* Set exercise: Return each line of the data below verbatim; pictures are to be left out.

--- Material provided ---

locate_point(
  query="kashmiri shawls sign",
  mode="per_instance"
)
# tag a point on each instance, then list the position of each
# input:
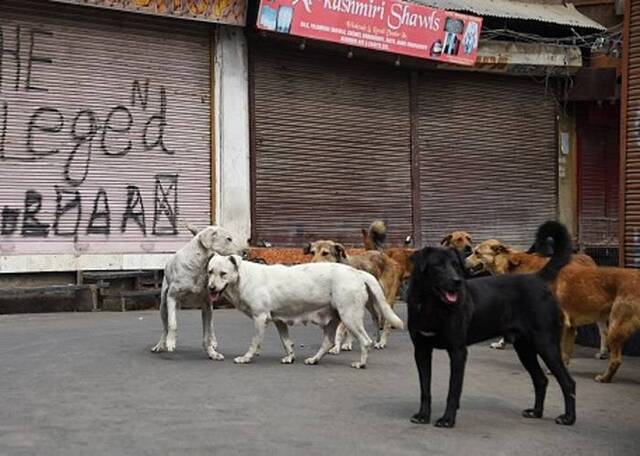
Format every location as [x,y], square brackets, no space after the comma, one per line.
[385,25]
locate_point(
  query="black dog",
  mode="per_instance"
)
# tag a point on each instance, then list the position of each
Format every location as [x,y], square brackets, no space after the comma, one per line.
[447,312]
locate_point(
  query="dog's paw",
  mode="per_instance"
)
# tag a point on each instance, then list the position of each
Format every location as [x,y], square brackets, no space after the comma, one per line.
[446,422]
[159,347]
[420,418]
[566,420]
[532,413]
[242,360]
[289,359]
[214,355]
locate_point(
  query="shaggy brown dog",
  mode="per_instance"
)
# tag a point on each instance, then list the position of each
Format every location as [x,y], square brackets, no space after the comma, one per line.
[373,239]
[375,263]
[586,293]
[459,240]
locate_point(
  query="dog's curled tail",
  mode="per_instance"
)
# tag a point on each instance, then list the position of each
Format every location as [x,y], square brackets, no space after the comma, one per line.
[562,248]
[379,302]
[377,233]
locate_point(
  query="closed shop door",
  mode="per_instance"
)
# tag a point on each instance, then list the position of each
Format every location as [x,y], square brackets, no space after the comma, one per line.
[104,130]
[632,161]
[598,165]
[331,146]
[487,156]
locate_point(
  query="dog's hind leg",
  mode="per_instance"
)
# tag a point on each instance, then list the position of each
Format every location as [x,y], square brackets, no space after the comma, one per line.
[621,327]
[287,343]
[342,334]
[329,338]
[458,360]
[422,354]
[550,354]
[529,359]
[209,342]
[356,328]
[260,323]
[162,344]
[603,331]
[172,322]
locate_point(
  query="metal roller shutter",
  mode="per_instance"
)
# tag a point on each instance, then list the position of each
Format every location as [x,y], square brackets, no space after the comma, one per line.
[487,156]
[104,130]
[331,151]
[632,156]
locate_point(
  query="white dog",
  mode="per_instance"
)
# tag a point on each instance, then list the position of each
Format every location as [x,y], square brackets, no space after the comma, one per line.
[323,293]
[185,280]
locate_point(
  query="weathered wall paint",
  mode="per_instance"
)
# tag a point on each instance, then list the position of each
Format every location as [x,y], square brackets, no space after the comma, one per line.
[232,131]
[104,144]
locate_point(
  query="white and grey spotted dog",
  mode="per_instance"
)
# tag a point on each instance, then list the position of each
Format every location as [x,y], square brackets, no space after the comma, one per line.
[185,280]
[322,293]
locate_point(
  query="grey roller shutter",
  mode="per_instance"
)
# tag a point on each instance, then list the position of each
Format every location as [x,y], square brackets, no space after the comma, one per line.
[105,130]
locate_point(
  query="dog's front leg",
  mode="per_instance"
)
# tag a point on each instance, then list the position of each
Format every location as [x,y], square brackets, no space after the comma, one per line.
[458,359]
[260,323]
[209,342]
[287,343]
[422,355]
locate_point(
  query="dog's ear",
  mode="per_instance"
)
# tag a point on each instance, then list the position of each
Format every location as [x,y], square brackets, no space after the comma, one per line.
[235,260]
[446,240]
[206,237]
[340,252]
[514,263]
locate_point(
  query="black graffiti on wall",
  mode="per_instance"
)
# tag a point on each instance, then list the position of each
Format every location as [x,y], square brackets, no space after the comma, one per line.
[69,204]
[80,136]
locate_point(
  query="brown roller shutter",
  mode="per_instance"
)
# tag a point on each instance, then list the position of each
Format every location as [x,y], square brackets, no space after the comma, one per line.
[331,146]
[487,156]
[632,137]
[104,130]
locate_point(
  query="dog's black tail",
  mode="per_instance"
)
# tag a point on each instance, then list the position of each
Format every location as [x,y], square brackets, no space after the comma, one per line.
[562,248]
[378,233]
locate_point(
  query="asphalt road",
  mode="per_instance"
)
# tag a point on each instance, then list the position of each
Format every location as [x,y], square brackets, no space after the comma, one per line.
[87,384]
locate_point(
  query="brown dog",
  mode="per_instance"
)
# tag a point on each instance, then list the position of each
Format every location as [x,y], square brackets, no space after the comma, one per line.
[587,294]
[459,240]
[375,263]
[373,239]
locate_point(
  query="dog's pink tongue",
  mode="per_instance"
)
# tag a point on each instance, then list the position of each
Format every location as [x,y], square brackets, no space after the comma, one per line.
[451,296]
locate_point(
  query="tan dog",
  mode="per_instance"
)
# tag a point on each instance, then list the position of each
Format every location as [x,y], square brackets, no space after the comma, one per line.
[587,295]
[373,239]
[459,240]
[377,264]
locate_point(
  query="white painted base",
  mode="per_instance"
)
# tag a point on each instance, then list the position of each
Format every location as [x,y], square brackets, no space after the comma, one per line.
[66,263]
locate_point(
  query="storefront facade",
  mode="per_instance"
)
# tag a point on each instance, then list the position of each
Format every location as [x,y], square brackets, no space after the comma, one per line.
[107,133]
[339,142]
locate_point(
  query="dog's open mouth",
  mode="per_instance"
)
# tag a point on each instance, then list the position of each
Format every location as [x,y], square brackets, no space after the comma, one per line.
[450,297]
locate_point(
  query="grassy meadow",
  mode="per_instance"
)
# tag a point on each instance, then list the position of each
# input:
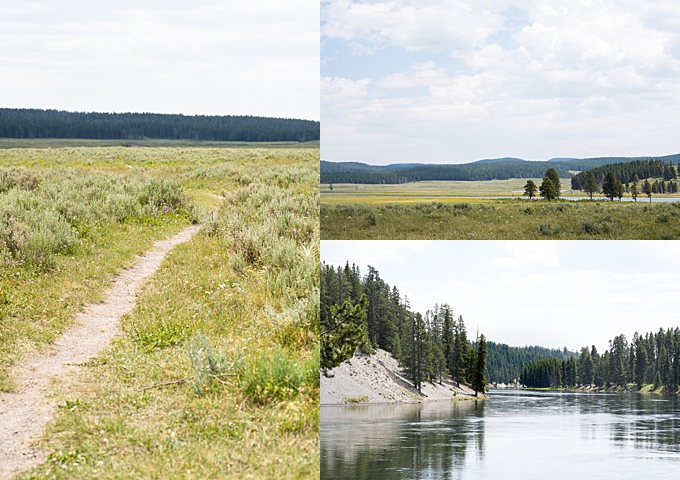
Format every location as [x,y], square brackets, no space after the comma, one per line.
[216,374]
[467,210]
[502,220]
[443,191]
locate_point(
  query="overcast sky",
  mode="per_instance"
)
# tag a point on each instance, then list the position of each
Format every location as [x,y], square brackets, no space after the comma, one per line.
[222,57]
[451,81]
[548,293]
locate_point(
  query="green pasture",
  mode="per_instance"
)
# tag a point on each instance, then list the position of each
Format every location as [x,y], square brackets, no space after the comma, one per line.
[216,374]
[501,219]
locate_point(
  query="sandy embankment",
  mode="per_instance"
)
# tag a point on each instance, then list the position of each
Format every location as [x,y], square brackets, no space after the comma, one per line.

---

* Exercise output:
locate_point(
  query="kashmiri shawls sign",
  mode="per_instance"
)
# tag a point on each instance, then list the position of each
# input:
Format every location as [x,y], square brackets, no space after the comma, one per line.
[385,25]
locate_point(
  query="black dog",
  mode="per_instance"
)
# tag a point on each instance, then list the position of each
Format every location as [x,y], square brackets, no space after the comma, one per line.
[447,312]
locate_point(
  query="dog's paw",
  mode="per_instance"
)
# tag a point on each instance, then list the position of each
Format every location as [x,y], square brackets, no space after the comma, one per line.
[446,422]
[159,347]
[420,418]
[566,420]
[532,413]
[242,360]
[289,359]
[214,355]
locate_point(
  query="shaggy brown dog",
  mode="per_instance"
)
# tag a point on each instance, then list the position of each
Format every location as [x,y], square brackets, no space after the comma, one per line.
[373,239]
[375,263]
[586,293]
[459,240]
locate_point(
  query="dog's curled tail",
  mode="per_instance"
)
# tag a point on each instance, then list the position of each
Format every location as [x,y], square brackets, no space after the comma, one per line.
[562,248]
[379,302]
[377,233]
locate_point(
  query="closed shop door",
  mode="per_instance"
)
# tag a point on each instance, then list the position of each
Format every location as [x,y], square brackets, no space after the comma, one per line.
[104,130]
[632,161]
[598,165]
[331,146]
[487,156]
locate_point(
  query="dog's hind leg",
  mode="per_instance"
)
# tag a point on each instance, then list the position of each
Format every location as [x,y], square brackets, no space after the comma, one per line.
[621,327]
[287,343]
[342,334]
[329,338]
[458,360]
[422,354]
[550,354]
[529,359]
[209,342]
[356,328]
[260,323]
[162,344]
[603,331]
[172,322]
locate_point(
  query="metal roller shutter",
  mode="per_instance"
)
# tag a point on each instance, then list the position of each
Format every location as [x,y], square brackets, no space after the comma, one per line.
[487,156]
[104,130]
[331,151]
[632,156]
locate_point(
  query="white dog",
  mode="per_instance"
)
# tag a point on each instance, then list the position of each
Format every location as [x,y], square brackets, no space after the comma, one per line.
[323,293]
[185,280]
locate_point(
  query="weathered wall paint",
  mode="per_instance"
)
# tag a point on each instance, then list the position of each
Format every location as [x,y], square brackets, no space after the comma, one per line.
[232,131]
[104,144]
locate_point(
  query="white and grey spotted dog",
  mode="per_instance"
)
# tag a point on each instance, then list the position of each
Format every location as [x,y], square brackets, no space after the comma, one per line.
[185,280]
[322,293]
locate_point(
  query="grey roller shutter",
  mode="per_instance"
)
# tag a point on each instance, then list the position of each
Format every location as [x,y], square brackets, no space after the comma, one per line.
[105,130]
locate_point(
  query="dog's front leg",
  mode="per_instance"
)
# tag a point on each instance, then list the position of each
Format every location as [x,y], square brackets, no space after the comma, one per line.
[458,359]
[260,323]
[209,342]
[287,343]
[422,355]
locate_point(
  query="dog's ear",
  mode="per_instance"
)
# tag a point on each instance, then list the position of each
Format every location as [x,y], square brackets, no space after the comma, one per line.
[235,260]
[446,240]
[206,237]
[340,252]
[514,263]
locate_point(
  query="black graffiti on wall",
  mode="per_instance"
)
# tag a point on each instance, then list the position of each
Format every location as [x,y], square brackets, no space after the comma, one per line.
[69,204]
[80,136]
locate_point(
  query="brown roller shutter",
  mode="per_instance"
)
# tag a point on each instance, then list the position of each
Format every location as [x,y], square brackets, no space after the comma, one per line.
[331,146]
[487,156]
[632,137]
[104,130]
locate_point(
  query="dog's black tail",
  mode="per_instance"
)
# tag a point on each instance, then list the position of each
Format every location as [x,y], square brackets, no space after the comma, one per line.
[562,248]
[378,233]
locate_point(
  query="asphalt road",
  mode="per_instance"
)
# tag a point on each instance, then list the position of each
Format every location as [x,y], square brackets, no space after the comma, one per line.
[87,384]
locate_point(
  query="brown dog",
  mode="per_instance"
)
# tag a point on each instance, then list the position of each
Format every location as [x,y], square brackets, no space after the comma, one per line.
[587,294]
[459,240]
[375,263]
[373,239]
locate_point(
  query="dog's pink tongue",
  mode="per_instance"
)
# tag a point on each instance, then list the position of each
Format every location as [x,y], square brackets, no space after the comma, one per line.
[451,296]
locate_point(
  query="tan dog",
  mode="per_instance"
)
# tag a point on each instance, then list the position of each
Format every location as [x,y], square brackets, no space after the comma, one per line.
[587,295]
[373,239]
[459,240]
[377,264]
locate_point(
  query="white painted base",
  mode="per_instance"
)
# tag a point on each instance, then list the position of each
Format every location as [x,y], square brackets, no space after the comma, one per line.
[66,263]
locate_point(
  query="storefront facade",
  mode="per_instance"
)
# tag a point on each instance, then list the position of each
Format every location as [x,y], square brackets, no space after the comma, one per line.
[107,133]
[339,142]
locate_point(
  query="dog's open mouth",
  mode="per_instance"
)
# tag a point on each instance, then list the position of each
Format every location as [x,y], square brackets, no space after the comma, one per line.
[450,297]
locate_point(
  query="grassy meadow",
  mode="per_instance"
)
# tag a point on each instance, then list the position of each
# input:
Format every location as [x,y], square brackets, no space after the comma, one per line.
[216,374]
[467,210]
[502,220]
[443,191]
locate_point(
  query="overcast sky",
  mode="per_instance"
)
# tag a point on each instance, then list the position of each
Format every location as [x,y], square brackets, no space after the comma, one per line.
[222,57]
[451,81]
[548,293]
locate_point(
  query="green pasture",
  mode="per_instance"
)
# tag a point on each instance, then list the position of each
Format every location as [x,y], square brackets, no space after the comma, one per line.
[216,374]
[501,219]
locate_point(
  query="sandy embankment",
  mode="per_instance"
)
# tag a point on each instance, then list the position of each
Format every location as [x,y], square brackets, no space after the comma, one per line.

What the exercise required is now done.